◆ **Task details**
In the part that opens with the line containing "Tag the watermark" and closes with the line containing "211], [123, 629]]", change "watermark logo" to "faint logo" and write those lines out again with nothing else altered. Omit the pictures.

◆ **Provided records**
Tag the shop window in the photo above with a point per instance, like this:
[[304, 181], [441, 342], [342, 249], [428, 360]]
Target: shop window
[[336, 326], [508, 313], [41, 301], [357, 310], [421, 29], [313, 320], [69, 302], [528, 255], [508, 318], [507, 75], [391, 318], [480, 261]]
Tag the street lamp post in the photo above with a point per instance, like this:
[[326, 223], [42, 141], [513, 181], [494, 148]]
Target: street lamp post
---
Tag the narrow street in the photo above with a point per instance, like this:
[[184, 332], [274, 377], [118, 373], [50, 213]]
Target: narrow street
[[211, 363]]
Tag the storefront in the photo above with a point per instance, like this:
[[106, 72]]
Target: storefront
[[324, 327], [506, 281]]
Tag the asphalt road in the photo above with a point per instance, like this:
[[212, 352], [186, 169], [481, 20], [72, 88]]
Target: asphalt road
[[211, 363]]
---
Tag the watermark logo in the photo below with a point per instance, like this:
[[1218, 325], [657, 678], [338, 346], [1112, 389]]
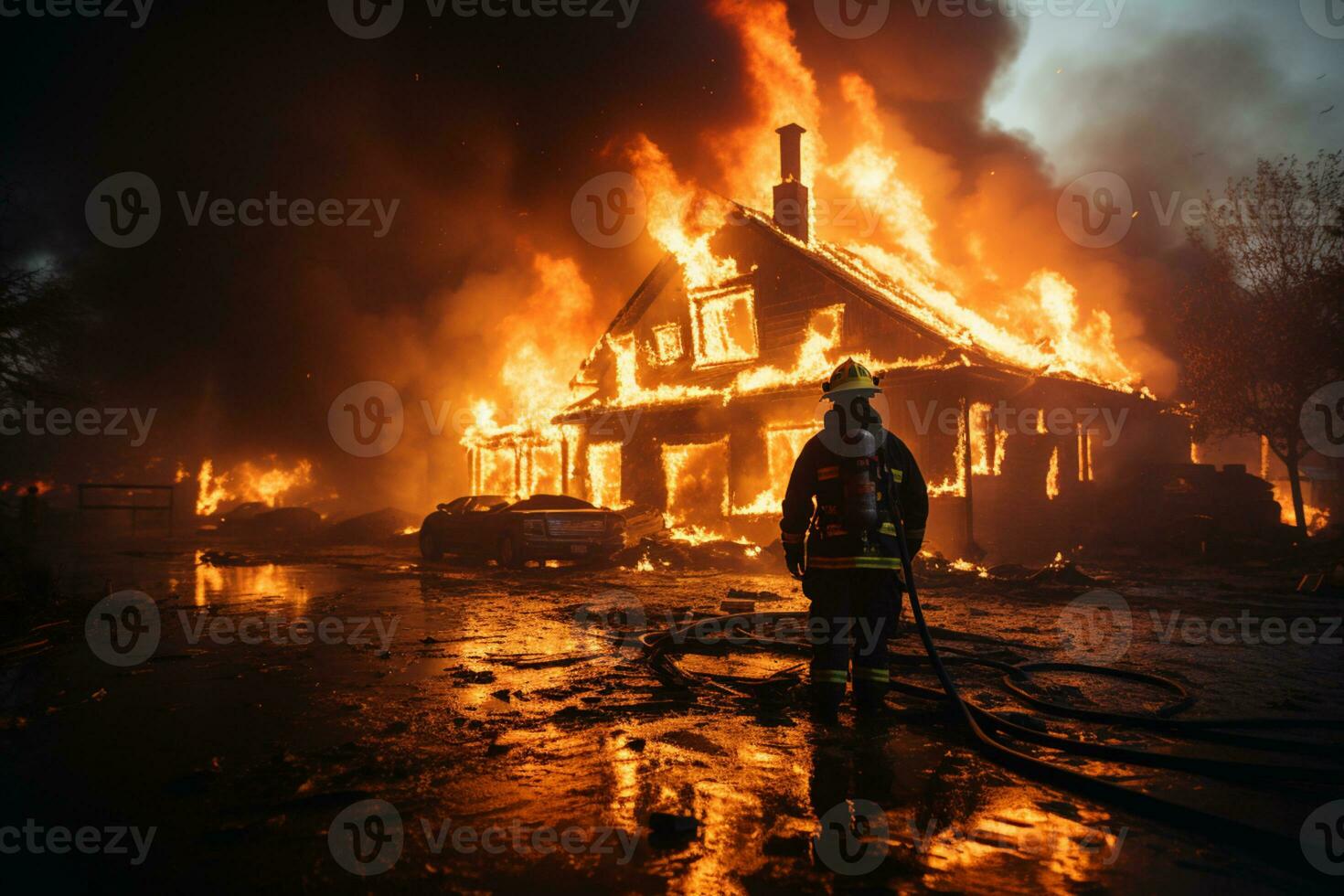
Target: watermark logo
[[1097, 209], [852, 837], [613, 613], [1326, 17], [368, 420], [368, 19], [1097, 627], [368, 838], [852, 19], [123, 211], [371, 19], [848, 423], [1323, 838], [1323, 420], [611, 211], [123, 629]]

◆ **Response to this task**
Tag the faint logo in the photo below with a point per instance, like this:
[[1218, 325], [657, 678], [338, 346], [1112, 389]]
Target: faint logo
[[1097, 209], [852, 837], [613, 613], [1326, 17], [368, 420], [368, 19], [1097, 627], [368, 838], [852, 19], [123, 211], [371, 19], [848, 423], [1323, 838], [1323, 420], [611, 211], [123, 629]]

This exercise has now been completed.